# DO THIS
Gather every line in the items below that contains the string "emoji" and copy each one in full. Case counts.

— start —

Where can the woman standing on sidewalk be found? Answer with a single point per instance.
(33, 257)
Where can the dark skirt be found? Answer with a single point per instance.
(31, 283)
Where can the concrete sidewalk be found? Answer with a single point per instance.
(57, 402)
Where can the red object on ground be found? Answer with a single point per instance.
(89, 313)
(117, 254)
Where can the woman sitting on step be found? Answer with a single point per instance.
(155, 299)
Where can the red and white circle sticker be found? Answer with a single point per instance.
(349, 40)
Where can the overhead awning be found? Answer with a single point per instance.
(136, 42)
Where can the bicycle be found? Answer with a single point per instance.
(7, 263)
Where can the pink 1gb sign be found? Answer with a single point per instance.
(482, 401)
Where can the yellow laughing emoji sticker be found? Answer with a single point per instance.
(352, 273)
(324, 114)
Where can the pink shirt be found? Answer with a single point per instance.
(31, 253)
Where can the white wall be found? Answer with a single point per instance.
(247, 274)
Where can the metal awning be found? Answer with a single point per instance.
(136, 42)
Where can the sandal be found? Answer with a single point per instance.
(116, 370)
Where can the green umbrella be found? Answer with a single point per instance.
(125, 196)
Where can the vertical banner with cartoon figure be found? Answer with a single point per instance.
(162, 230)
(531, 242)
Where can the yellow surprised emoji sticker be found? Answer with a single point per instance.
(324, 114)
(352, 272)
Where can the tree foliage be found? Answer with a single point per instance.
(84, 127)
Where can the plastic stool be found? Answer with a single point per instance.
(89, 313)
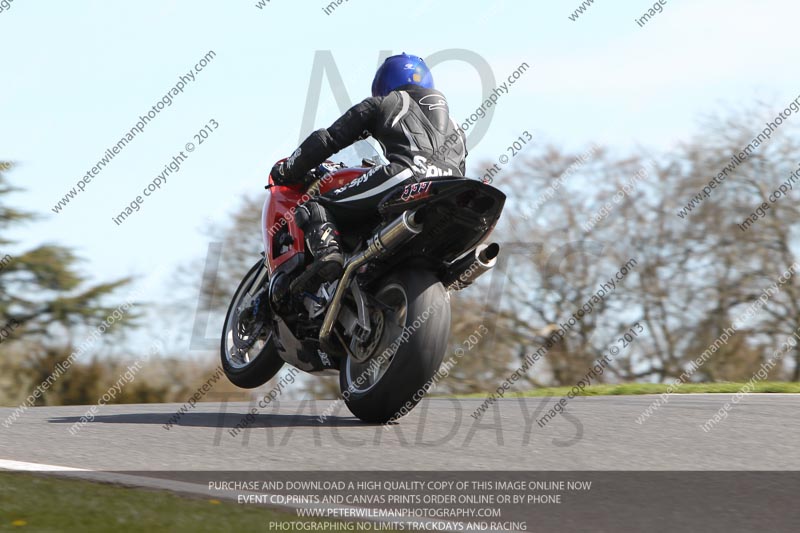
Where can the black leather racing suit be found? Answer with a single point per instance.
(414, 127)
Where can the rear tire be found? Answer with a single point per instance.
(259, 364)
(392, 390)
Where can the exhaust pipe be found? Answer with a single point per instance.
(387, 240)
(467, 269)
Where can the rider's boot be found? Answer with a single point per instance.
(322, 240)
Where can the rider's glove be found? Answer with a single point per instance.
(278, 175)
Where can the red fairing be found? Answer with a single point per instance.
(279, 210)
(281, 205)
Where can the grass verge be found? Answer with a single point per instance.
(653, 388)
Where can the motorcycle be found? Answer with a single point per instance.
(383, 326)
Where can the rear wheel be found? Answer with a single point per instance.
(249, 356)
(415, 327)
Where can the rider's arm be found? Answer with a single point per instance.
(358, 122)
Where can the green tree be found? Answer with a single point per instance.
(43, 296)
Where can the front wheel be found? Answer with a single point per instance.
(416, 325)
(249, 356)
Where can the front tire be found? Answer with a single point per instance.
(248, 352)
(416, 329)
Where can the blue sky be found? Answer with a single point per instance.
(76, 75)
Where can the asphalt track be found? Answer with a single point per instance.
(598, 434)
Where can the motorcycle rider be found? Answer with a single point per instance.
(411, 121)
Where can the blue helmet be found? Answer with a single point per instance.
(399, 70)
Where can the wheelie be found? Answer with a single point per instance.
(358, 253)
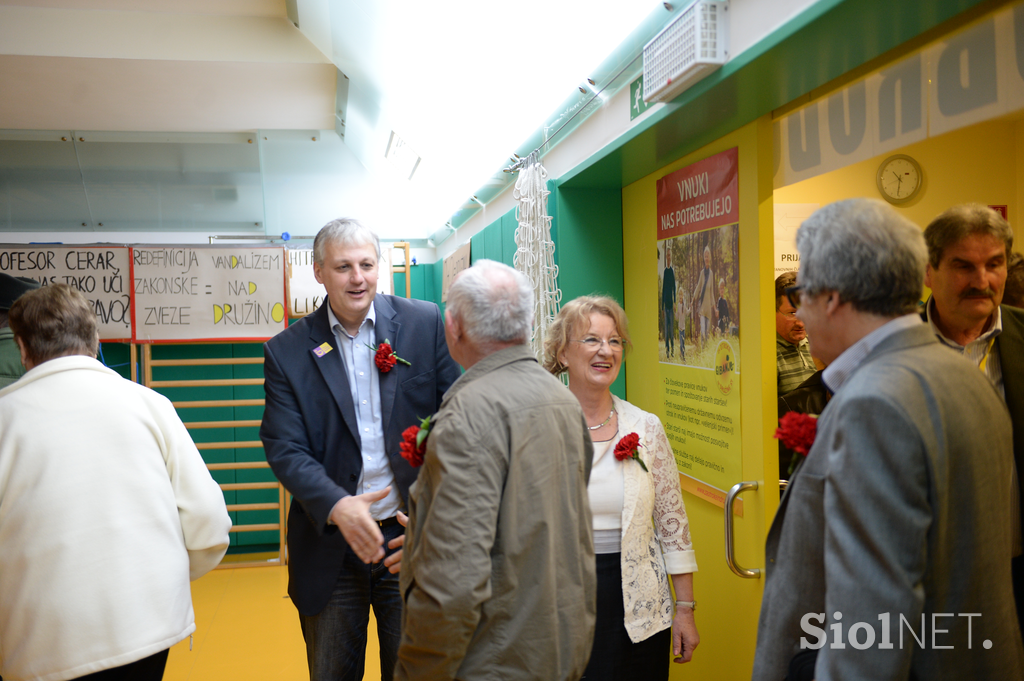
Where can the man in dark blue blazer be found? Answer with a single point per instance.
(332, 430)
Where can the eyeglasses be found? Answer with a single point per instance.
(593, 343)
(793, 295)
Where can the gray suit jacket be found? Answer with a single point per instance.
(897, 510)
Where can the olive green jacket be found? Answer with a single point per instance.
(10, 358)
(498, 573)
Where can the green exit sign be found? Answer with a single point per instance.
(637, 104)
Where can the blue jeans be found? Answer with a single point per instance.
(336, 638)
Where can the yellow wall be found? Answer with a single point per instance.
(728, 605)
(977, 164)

— end —
— start —

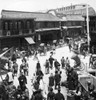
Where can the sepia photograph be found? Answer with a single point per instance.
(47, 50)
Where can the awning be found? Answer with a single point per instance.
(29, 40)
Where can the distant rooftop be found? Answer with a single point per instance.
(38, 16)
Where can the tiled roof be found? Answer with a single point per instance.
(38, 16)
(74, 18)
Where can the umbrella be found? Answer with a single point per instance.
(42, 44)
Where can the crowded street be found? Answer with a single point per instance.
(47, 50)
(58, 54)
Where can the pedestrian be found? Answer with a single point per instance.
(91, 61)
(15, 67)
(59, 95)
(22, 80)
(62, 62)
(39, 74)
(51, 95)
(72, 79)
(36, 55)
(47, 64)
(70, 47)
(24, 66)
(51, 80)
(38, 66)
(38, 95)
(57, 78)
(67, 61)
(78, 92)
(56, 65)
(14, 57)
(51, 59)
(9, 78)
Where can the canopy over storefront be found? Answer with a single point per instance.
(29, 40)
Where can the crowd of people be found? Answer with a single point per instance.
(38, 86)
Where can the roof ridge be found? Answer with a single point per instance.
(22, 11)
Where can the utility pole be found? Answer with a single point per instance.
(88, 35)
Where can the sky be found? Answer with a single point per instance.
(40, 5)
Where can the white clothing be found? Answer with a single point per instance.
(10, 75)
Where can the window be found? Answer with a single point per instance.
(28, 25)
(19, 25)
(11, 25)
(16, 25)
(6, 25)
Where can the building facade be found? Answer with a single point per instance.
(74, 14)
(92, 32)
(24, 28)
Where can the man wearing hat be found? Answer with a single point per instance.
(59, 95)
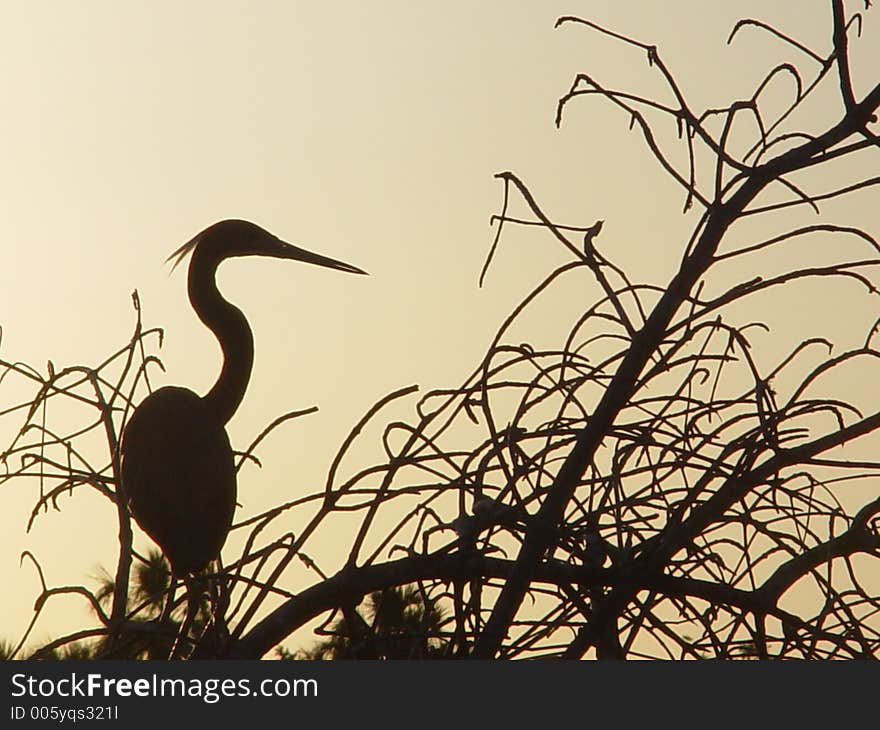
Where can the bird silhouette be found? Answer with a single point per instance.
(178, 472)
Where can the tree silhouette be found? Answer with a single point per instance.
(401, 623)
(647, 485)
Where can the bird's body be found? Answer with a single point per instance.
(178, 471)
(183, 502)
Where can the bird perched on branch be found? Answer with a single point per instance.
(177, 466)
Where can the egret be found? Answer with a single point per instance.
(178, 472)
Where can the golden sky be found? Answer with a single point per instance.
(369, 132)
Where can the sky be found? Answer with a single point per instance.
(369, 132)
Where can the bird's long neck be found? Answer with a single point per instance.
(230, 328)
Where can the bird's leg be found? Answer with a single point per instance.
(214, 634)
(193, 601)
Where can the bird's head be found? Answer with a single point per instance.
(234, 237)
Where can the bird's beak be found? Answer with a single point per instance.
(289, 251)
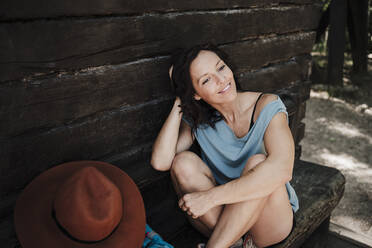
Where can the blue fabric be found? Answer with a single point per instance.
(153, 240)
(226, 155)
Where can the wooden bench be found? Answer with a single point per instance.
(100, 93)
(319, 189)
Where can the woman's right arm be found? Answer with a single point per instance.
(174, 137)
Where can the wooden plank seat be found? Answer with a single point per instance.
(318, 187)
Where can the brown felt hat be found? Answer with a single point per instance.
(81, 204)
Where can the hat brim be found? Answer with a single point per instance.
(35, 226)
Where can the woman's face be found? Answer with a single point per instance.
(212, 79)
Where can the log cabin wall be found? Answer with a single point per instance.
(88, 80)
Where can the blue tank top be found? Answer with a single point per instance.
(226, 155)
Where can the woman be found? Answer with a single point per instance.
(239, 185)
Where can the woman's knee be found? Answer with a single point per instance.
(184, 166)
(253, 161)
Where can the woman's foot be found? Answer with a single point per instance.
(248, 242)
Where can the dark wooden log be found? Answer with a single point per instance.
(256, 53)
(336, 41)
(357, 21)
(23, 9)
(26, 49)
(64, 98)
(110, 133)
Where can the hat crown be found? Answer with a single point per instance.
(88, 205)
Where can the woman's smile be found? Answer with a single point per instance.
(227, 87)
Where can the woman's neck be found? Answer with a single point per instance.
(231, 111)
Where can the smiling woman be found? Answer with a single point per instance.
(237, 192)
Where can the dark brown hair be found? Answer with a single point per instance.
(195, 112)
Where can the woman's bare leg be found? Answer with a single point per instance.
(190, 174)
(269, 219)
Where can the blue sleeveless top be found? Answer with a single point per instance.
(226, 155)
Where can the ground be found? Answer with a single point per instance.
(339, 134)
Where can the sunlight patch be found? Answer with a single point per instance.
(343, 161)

— end —
— start —

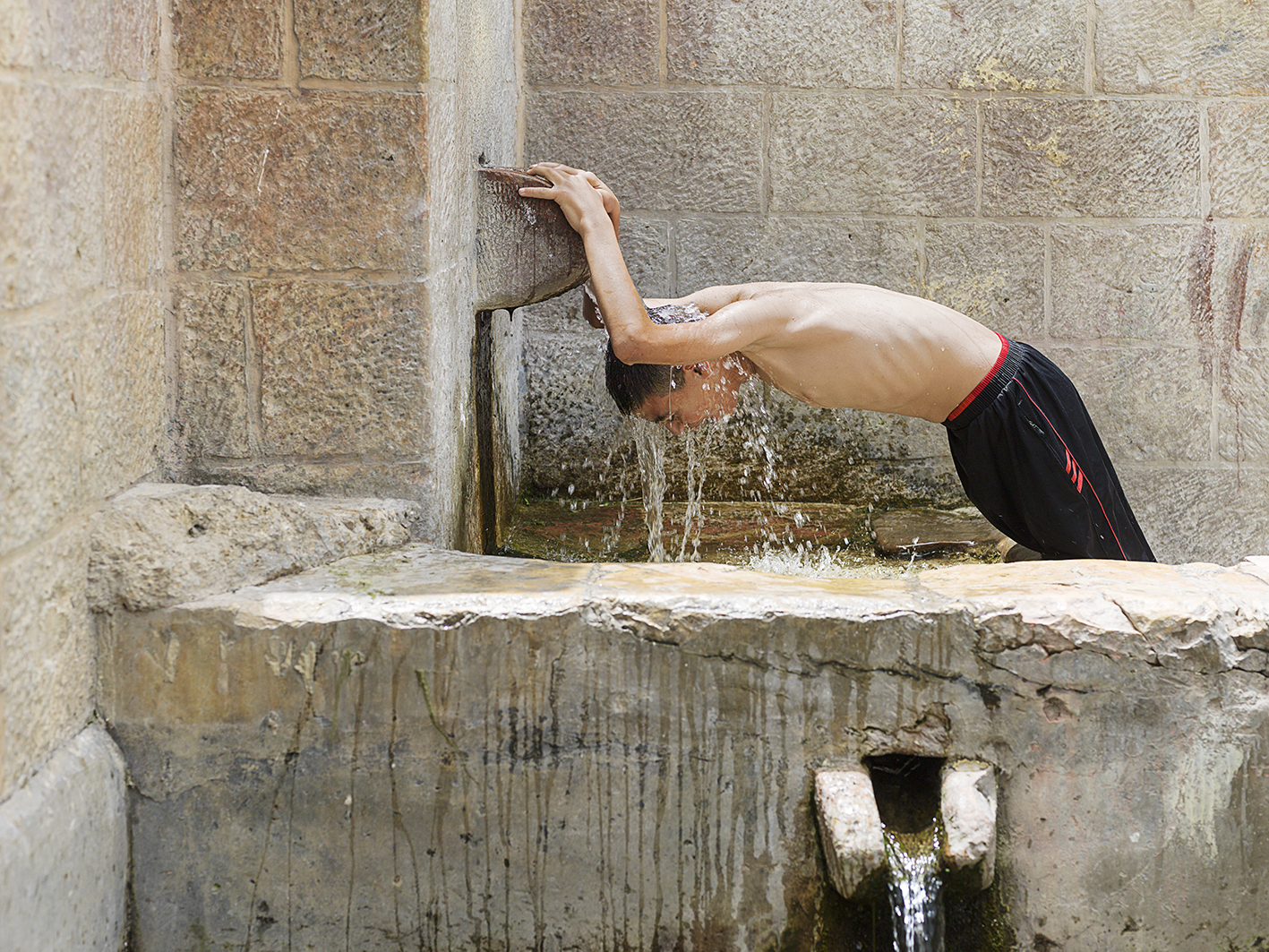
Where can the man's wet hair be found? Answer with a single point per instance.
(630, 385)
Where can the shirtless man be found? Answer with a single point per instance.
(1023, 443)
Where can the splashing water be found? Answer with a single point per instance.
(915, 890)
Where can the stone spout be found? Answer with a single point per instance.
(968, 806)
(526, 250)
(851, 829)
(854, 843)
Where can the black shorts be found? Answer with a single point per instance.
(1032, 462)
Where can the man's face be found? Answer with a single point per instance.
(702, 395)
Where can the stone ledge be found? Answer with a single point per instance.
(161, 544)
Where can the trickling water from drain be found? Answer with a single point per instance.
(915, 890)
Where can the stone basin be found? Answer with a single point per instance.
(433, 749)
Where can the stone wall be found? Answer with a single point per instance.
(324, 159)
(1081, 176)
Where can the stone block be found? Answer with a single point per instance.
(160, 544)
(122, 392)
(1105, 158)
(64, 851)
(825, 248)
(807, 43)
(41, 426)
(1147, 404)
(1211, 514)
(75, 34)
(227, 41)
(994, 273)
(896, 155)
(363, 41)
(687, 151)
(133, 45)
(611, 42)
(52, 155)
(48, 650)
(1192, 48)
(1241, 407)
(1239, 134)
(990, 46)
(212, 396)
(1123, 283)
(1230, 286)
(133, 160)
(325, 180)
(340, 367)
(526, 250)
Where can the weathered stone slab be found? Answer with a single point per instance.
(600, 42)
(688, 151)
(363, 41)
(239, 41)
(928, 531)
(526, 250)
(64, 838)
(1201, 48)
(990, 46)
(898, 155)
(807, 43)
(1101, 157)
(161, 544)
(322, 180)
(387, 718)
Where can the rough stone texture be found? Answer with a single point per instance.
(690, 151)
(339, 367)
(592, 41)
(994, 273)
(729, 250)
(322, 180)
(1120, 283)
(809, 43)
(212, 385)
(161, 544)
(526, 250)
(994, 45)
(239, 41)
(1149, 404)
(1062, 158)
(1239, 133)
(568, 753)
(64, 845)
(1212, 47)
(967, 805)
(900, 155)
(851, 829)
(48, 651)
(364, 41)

— end —

# EXERCISE RESULT
Where can the yellow laughing emoji sticker be found? Answer with a single point per instance.
Where can the yellow surprised emoji sticker be found? Answer with a single point per instance.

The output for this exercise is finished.